Retype all of the entries below word for word, leaving the pictures out.

++++++++++

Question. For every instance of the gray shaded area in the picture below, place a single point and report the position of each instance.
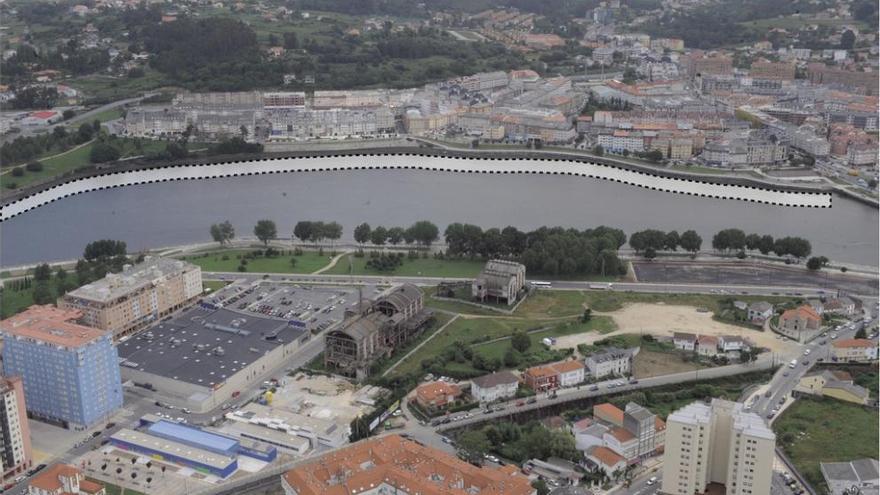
(185, 348)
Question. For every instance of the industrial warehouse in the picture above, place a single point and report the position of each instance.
(204, 357)
(204, 451)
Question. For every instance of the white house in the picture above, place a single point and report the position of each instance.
(489, 388)
(759, 312)
(611, 361)
(684, 341)
(570, 372)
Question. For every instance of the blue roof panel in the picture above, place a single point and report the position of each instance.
(193, 436)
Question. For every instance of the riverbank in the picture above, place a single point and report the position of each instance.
(435, 161)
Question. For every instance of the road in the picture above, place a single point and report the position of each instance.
(666, 288)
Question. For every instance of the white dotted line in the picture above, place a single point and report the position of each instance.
(634, 170)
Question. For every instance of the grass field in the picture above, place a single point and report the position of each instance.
(561, 303)
(112, 489)
(61, 163)
(424, 267)
(826, 430)
(479, 332)
(228, 261)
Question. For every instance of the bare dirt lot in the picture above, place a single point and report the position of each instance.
(664, 320)
(650, 363)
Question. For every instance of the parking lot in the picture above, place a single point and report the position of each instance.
(312, 307)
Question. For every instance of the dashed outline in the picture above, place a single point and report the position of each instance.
(356, 154)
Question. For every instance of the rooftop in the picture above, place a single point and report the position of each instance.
(132, 278)
(166, 446)
(495, 379)
(205, 347)
(50, 325)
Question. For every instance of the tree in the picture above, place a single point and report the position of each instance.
(424, 232)
(511, 357)
(42, 272)
(379, 235)
(222, 232)
(540, 487)
(395, 235)
(362, 233)
(265, 231)
(691, 241)
(520, 341)
(103, 153)
(304, 230)
(473, 445)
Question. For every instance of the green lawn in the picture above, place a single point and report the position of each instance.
(107, 115)
(478, 331)
(425, 267)
(229, 260)
(563, 303)
(826, 430)
(112, 489)
(61, 163)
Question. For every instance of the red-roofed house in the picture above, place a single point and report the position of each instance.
(623, 442)
(606, 460)
(800, 323)
(437, 394)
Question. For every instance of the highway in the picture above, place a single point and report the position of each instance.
(666, 288)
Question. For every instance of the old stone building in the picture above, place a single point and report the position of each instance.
(374, 329)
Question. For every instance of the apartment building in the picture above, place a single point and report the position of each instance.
(717, 444)
(611, 361)
(126, 302)
(15, 434)
(70, 372)
(392, 464)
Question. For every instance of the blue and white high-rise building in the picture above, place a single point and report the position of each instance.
(70, 372)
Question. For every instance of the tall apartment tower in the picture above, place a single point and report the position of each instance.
(70, 372)
(718, 443)
(15, 435)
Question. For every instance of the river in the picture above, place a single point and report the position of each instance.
(172, 213)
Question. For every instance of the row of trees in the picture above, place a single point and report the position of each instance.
(649, 241)
(422, 232)
(736, 240)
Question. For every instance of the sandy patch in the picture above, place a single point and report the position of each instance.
(664, 320)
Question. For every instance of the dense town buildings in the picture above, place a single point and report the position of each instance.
(397, 465)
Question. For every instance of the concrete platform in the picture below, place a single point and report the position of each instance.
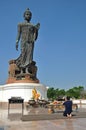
(13, 122)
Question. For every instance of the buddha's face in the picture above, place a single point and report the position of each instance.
(27, 16)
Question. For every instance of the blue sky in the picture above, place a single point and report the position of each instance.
(60, 50)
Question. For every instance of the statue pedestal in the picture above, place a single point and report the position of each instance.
(15, 75)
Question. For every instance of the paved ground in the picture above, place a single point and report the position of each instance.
(13, 122)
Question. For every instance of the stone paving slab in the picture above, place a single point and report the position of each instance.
(53, 116)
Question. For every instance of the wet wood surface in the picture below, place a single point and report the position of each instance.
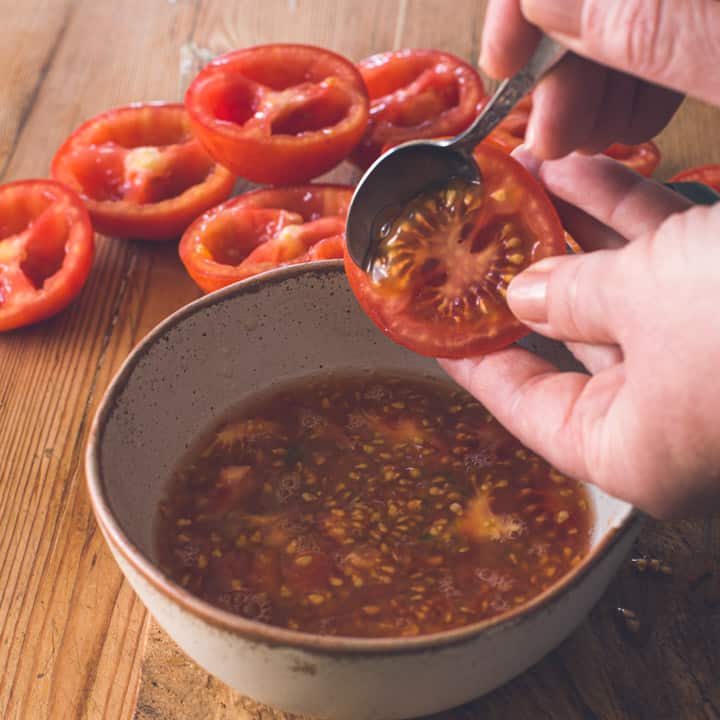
(75, 642)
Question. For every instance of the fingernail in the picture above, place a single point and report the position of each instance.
(527, 296)
(524, 156)
(560, 16)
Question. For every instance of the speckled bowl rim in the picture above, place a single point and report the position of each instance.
(269, 634)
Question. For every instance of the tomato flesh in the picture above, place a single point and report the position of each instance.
(46, 250)
(416, 94)
(141, 172)
(279, 114)
(706, 174)
(440, 276)
(264, 229)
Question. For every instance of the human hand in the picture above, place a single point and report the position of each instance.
(641, 312)
(612, 86)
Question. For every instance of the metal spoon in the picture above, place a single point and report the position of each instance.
(405, 171)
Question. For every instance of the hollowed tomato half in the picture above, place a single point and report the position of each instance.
(46, 250)
(279, 114)
(141, 172)
(264, 229)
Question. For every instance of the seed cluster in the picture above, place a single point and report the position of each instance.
(369, 505)
(443, 251)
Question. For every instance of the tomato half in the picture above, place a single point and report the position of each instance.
(279, 114)
(416, 94)
(706, 174)
(141, 172)
(46, 250)
(264, 229)
(439, 281)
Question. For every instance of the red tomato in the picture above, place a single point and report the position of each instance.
(438, 284)
(279, 113)
(141, 172)
(46, 250)
(263, 229)
(416, 94)
(511, 131)
(706, 174)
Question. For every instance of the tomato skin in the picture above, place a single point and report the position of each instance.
(264, 229)
(140, 172)
(415, 94)
(279, 114)
(706, 174)
(46, 250)
(395, 314)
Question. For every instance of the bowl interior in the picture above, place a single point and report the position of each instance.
(211, 355)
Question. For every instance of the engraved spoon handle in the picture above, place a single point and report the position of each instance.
(510, 91)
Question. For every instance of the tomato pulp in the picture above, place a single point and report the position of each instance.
(439, 280)
(141, 172)
(46, 250)
(706, 174)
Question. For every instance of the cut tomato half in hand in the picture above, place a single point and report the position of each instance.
(141, 172)
(416, 94)
(264, 229)
(439, 280)
(279, 114)
(706, 174)
(46, 250)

++++++++++

* Completed task
Question. For every instance of the gray shaded area in the picture below, place a single point and report the position of each instance.
(185, 348)
Question. For every instance of the industrial warehouse in the picture above, place a single point and report the position of each instance.
(204, 357)
(204, 451)
Question. For every instance of the white house in the picture above, place a single point and report the position of each instance.
(489, 388)
(759, 312)
(611, 361)
(684, 341)
(570, 372)
Question. For every instance of the blue roof panel in the picture above, place a single point and report the position of each instance.
(193, 436)
Question. For every instance of the riverbank in the picture above, place a single point and report the position of each instance.
(435, 161)
Question. For every instance of the road in the picture above, place a single point and report the position of each instance.
(666, 288)
Question. For every instance of the white dotted line in the picture above, place a single point and report the position of each instance.
(634, 170)
Question. For every instance of the grass field in the picture above, place a single point and report the position of each instance.
(561, 303)
(112, 489)
(61, 163)
(424, 267)
(826, 430)
(479, 332)
(228, 261)
Question. For every instance of the bare dirt lot in the picture above, place a single point and report the position of each instance.
(664, 320)
(650, 363)
Question. For every instance of the parking lot in the picture above, place a single point and report the position of each instance.
(312, 307)
Question. For every instance of the dashed outline in the picture above, place a single point and report the position of each instance.
(356, 154)
Question. For every instance of the rooftop in the picture above, place a single point and report the position of each instance.
(132, 278)
(166, 446)
(495, 379)
(205, 347)
(50, 325)
Question. For every instance of the tree in the picture above, place a single point and report the position of each instance.
(424, 232)
(511, 357)
(42, 272)
(379, 235)
(222, 232)
(540, 487)
(395, 235)
(362, 233)
(265, 231)
(691, 241)
(520, 341)
(103, 153)
(304, 230)
(473, 445)
Question. For every instance of the green lawn in the picture above, place a single point and report the position of each instance.
(107, 115)
(478, 331)
(425, 267)
(229, 260)
(563, 303)
(826, 430)
(112, 489)
(61, 163)
Question. For every instance of the red-roofed house in the picture above, place a single point and report the position of each instance.
(623, 442)
(606, 460)
(800, 323)
(437, 394)
Question. For every instance of the highway in the picture above, place a single point and report the position of each instance.
(666, 288)
Question. For every instance of the old stone building in the picture above, place a single point and report the position of each instance.
(374, 329)
Question. For every instance of the apartment building in the picture above, place a single point and report the position of each instance.
(717, 444)
(611, 361)
(126, 302)
(15, 434)
(70, 372)
(392, 464)
Question. For every instance of the blue and white high-rise building in the picture above, place a single point and report the position of each instance.
(70, 372)
Question. For every instance of the tall apartment tower in the picture above, place a single point and report the position of each instance.
(70, 372)
(718, 443)
(15, 435)
Question. For every instance of the river in the picture above, place a single point and report the position of each instance.
(172, 213)
Question. For every instance of the row of trees in the picture above, place a single point and report the position of each instance.
(649, 241)
(422, 232)
(736, 240)
Question. For every instance of the sandy patch in the picture above, place a single point and report the position of each instance.
(664, 320)
Question. For every instance of the dense town buildings in the picture above, place a single point and report the position of each instance.
(397, 465)
Question. For every instance of the concrete platform in the picture below, place a single point and report the position of each instance.
(13, 122)
Question. For every instance of the buddha's face in the picture above, place a single point and report the position of each instance.
(27, 16)
Question. For every instance of the blue sky in the picture above, place a single point and report the position of each instance.
(60, 50)
Question. For every instance of the statue pedestal in the picture above, place a single point and report the position of each instance.
(15, 75)
Question. For every instance of the paved ground in the picture above, place a single point and report the position of each instance.
(13, 122)
Question. For every instance of the stone paving slab in the picture above, place a single point and report the position of each instance.
(53, 116)
Question. For every instance of the wet wood surface in the picture below, place a single point and report the position of each instance.
(75, 642)
Question. For every instance of the fingernail in the picture above, place a single point and report the position of each instance.
(527, 296)
(524, 156)
(560, 16)
Question. For every instance of the speckled bowl rim in the picture above, place a single point and report the position of each instance.
(269, 634)
Question. For every instance of the tomato flesh in the picture above, place a single point and report the position of each instance.
(46, 250)
(416, 94)
(141, 172)
(279, 114)
(706, 174)
(440, 276)
(264, 229)
Question. For every instance of the human hand in the picture above, place a single point and report the position of each instance.
(641, 312)
(612, 86)
Question. For every instance of the metal spoon in the picture above, place a single point and report the position of each instance.
(405, 171)
Question. For every instance of the hollowed tomato half in the picture above, place a single point and report the position of each instance.
(46, 250)
(279, 114)
(141, 172)
(264, 229)
Question. For every instance of the seed cluster in the picture above, place a single point and report the position of each instance.
(369, 505)
(443, 251)
Question. For every instance of the tomato half in the picture above, place a single point and report the position of each instance.
(279, 114)
(416, 94)
(706, 174)
(141, 172)
(46, 250)
(264, 229)
(439, 281)
Question. For every instance of the red tomato in the picture above, place a single point and report the position of each instance.
(438, 284)
(279, 113)
(141, 172)
(46, 250)
(263, 229)
(416, 94)
(511, 131)
(706, 174)
Question. For every instance of the tomato skin in the picture above, place a single point and report the position of each instance.
(264, 229)
(140, 172)
(415, 94)
(279, 114)
(706, 174)
(46, 250)
(395, 314)
Question. For every instance of the bowl interior in the picture above, place a single point and report the position of each instance.
(211, 355)
Question. For every instance of the engraved spoon handle in the picture above, place a single point and report the position of each instance.
(510, 91)
Question. For every instance of the tomato pulp in the picture above, place a single point and report the position of each instance.
(439, 280)
(141, 172)
(46, 250)
(706, 174)
Question. For every instance of the cut tomato half in hand in the picture above, place a single point and report the position of each instance.
(141, 172)
(416, 94)
(264, 229)
(439, 280)
(279, 114)
(706, 174)
(46, 250)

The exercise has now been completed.